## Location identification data

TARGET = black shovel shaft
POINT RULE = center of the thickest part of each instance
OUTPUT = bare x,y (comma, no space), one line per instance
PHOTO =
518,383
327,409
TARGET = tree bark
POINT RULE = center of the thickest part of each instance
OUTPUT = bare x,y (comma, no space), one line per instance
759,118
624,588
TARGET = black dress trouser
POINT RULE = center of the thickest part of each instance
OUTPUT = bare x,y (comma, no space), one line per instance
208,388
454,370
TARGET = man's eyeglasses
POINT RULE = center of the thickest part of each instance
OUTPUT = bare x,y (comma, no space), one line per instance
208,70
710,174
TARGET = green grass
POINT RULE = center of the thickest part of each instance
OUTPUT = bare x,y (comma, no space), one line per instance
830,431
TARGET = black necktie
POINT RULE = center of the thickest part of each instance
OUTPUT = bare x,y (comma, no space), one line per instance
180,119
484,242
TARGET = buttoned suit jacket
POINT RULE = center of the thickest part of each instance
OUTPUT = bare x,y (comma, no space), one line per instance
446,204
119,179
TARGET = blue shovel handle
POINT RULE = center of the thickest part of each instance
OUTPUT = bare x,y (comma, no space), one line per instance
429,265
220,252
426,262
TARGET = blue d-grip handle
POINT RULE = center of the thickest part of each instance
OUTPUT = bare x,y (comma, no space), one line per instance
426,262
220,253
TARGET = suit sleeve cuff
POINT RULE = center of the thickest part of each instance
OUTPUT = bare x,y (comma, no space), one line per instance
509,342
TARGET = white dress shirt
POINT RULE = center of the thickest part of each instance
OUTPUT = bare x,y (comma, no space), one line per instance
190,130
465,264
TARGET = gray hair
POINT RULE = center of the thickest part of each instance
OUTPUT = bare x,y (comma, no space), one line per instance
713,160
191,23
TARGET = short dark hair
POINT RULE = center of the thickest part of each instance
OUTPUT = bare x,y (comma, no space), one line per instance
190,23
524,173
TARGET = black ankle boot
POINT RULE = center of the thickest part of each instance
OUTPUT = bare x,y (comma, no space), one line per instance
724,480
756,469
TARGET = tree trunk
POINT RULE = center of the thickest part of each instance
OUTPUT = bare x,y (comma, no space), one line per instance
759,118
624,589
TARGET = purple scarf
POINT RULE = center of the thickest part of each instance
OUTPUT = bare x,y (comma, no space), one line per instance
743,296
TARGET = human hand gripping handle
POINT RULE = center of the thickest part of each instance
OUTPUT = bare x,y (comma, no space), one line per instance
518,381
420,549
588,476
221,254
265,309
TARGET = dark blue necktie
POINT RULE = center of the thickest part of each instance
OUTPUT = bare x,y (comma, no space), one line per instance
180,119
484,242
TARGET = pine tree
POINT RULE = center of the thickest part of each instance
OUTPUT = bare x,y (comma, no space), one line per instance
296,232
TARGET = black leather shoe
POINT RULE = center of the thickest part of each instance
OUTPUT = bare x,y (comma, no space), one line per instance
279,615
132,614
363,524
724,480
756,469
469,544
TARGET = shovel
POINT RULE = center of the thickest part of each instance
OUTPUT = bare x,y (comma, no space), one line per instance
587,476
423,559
==
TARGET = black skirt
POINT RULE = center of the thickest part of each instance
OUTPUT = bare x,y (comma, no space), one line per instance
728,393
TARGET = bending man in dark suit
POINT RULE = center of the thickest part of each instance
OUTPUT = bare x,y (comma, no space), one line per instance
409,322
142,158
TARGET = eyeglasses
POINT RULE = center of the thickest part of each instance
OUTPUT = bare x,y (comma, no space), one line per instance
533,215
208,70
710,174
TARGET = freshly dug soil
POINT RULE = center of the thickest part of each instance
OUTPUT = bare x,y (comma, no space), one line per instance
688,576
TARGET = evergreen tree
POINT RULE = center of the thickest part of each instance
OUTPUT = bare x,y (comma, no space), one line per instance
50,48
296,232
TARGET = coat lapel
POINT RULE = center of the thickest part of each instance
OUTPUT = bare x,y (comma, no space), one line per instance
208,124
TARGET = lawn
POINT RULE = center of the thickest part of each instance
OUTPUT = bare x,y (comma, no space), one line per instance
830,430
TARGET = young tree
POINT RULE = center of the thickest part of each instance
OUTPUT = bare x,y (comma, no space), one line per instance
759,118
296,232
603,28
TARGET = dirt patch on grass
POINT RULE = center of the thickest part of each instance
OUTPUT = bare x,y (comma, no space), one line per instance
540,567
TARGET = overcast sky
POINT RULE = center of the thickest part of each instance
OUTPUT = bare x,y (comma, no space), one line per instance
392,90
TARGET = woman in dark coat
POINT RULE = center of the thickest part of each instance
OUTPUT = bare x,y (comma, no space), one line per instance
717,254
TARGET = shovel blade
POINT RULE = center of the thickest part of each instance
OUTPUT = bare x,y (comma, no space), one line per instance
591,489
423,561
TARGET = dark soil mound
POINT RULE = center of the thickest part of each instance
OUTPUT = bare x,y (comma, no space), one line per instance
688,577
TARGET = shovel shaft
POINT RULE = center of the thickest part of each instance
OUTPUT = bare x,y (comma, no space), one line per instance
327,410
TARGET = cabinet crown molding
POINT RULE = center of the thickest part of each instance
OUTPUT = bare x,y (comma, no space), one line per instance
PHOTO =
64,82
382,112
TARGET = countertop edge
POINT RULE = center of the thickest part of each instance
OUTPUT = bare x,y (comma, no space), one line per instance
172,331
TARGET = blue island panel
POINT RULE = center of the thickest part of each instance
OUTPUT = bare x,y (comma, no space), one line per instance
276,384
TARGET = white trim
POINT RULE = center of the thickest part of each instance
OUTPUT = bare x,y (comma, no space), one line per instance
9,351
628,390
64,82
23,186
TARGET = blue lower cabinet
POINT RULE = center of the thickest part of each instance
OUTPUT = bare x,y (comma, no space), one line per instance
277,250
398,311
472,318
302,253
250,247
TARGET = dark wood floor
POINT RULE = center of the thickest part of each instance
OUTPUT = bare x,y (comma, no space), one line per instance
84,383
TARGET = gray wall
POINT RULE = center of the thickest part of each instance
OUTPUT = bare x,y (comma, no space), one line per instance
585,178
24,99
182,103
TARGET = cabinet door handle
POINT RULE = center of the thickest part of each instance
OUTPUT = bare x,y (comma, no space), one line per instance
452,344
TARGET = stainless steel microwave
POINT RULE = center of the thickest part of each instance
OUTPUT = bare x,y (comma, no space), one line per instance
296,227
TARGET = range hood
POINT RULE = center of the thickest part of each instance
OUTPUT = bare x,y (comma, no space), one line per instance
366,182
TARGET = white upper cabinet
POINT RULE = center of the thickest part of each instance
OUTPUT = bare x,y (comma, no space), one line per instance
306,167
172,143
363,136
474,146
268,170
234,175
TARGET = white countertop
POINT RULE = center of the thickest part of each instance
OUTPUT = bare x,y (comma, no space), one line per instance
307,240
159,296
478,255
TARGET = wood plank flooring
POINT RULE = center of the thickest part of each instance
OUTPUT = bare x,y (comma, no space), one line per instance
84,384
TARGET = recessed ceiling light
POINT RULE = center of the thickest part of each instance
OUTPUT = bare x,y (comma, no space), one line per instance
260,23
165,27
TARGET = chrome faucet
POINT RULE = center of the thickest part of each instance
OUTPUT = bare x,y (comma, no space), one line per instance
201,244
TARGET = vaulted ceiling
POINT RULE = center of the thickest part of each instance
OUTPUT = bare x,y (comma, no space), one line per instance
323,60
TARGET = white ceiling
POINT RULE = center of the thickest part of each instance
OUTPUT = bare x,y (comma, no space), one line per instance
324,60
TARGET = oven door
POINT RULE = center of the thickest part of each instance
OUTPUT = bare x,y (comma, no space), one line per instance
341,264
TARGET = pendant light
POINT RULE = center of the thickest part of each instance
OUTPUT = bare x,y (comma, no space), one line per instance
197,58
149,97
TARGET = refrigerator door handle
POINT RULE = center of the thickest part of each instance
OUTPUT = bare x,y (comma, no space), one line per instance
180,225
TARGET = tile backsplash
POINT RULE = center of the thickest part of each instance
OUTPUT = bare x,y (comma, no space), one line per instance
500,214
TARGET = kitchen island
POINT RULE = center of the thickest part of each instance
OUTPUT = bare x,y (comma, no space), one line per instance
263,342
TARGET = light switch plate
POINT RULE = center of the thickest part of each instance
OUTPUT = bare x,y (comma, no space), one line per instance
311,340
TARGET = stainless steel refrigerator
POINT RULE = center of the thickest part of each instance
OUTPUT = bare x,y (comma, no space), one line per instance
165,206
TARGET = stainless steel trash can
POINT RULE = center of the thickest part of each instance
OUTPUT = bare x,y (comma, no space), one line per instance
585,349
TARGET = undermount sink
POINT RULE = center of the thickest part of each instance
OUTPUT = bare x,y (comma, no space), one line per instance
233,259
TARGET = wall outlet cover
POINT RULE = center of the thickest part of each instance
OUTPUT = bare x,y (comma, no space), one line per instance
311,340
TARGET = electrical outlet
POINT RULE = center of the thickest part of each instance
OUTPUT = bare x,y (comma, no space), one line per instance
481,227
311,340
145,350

## Description of the task
Can you find every line in the data above that contains the word "soil" and copy each one out in full? Letter case counts.

## Correct response
TARGET = freshly dug soil
TARGET = dark soil mound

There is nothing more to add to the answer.